- [Your tasks]:
• 1. In the text on the PEN/ESPN sports writing award, which organization announced in June 2019 that it would no longer partner with PEN?
• 2. Quote the text on the PEN/ESPN sports writing award from "The PEN/ESPN Award" to "of April 2021.".
• 3. Using the text on the PEN/ESPN sports writing award, decide whether each statement agrees with it: (a) Susan Orlean has served as a judge; (b) the Lifetime Achievement Award may go to a writer of any nationality based anywhere; (c) candidates for the Lifetime Achievement Award are nominated by PEN Members. Answer yes or no for each and quote the deciding words.

= PEN/ESPN Award for Literary Sports Writing =

The PEN/ESPN Award for Literary Sports Writing was awarded by the PEN America (formerly PEN American Center) to honor "a nonfiction book about sports." The award was established in 2010 and is awarded to a title that is "biographical, investigative, historical, or analytical" in nature. Judges have included Robert Lipsyte, Tim O'Brien, and Susan Orlean. In June 2019 ESPN announced it would no longer partner with PEN. The awards have not been rebooted by PEN as of April 2021.

Presented in conjunction is the PEN/ESPN Lifetime Achievement Award for Literary Sports Writing. This award is given to an American or U.S.-based writer to honor "their body of work and long-term contributions to the field of literary sports writing." The award was established in 2011 and includes an honorarium of . Candidates are nominated by PEN Members.

The award is one of many PEN awards sponsored by International PEN affiliates in over 145 PEN centers around the world. The PEN American Center awards have been characterized as being among the "major" American literary prizes.

- [Data provided]:
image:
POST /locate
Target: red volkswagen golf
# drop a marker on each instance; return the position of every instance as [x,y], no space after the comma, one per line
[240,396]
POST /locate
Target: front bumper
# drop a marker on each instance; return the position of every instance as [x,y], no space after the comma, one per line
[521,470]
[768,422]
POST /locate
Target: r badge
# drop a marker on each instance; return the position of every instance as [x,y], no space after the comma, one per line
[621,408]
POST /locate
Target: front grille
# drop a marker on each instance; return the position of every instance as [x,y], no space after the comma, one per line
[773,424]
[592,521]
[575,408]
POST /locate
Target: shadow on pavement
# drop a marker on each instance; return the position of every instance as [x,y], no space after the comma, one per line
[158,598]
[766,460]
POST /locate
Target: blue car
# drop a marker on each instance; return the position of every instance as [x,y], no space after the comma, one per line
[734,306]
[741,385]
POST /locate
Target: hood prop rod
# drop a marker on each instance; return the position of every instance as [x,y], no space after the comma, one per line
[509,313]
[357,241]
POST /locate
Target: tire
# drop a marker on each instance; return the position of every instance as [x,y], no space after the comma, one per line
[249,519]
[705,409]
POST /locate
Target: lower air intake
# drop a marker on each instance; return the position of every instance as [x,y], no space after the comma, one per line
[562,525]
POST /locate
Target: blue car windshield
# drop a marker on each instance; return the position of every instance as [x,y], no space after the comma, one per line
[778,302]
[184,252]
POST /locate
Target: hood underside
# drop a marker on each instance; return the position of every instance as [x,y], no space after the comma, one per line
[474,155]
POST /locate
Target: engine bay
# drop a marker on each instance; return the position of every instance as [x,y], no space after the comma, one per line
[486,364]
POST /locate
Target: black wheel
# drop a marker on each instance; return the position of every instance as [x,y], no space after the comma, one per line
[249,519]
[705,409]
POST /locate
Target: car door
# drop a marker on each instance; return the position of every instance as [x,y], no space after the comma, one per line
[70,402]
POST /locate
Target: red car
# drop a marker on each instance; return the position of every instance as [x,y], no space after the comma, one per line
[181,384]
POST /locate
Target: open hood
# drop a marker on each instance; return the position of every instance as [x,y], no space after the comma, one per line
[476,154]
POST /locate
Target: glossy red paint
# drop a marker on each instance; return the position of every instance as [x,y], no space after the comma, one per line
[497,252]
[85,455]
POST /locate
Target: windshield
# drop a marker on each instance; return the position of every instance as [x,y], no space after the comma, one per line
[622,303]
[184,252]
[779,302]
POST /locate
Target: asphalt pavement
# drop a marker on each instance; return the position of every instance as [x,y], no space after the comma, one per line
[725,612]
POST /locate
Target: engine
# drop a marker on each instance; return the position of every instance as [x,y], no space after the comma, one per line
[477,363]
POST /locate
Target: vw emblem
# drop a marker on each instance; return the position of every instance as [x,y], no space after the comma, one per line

- [Expected results]:
• 1. ESPN

• 2.
The PEN/ESPN Award for Literary Sports Writing was awarded by the PEN America (formerly PEN American Center) to honor "a nonfiction book about sports." The award was established in 2010 and is awarded to a title that is "biographical, investigative, historical, or analytical" in nature. Judges have included Robert Lipsyte, Tim O'Brien, and Susan Orlean. In June 2019 ESPN announced it would no longer partner with PEN. The awards have not been rebooted by PEN as of April 2021.

• 3.
(a) Yes: "Judges have included Robert Lipsyte, Tim O'Brien, and Susan Orlean."
(b) No: "This award is given to an American or U.S.-based writer"
(c) Yes: "Candidates are nominated by PEN Members."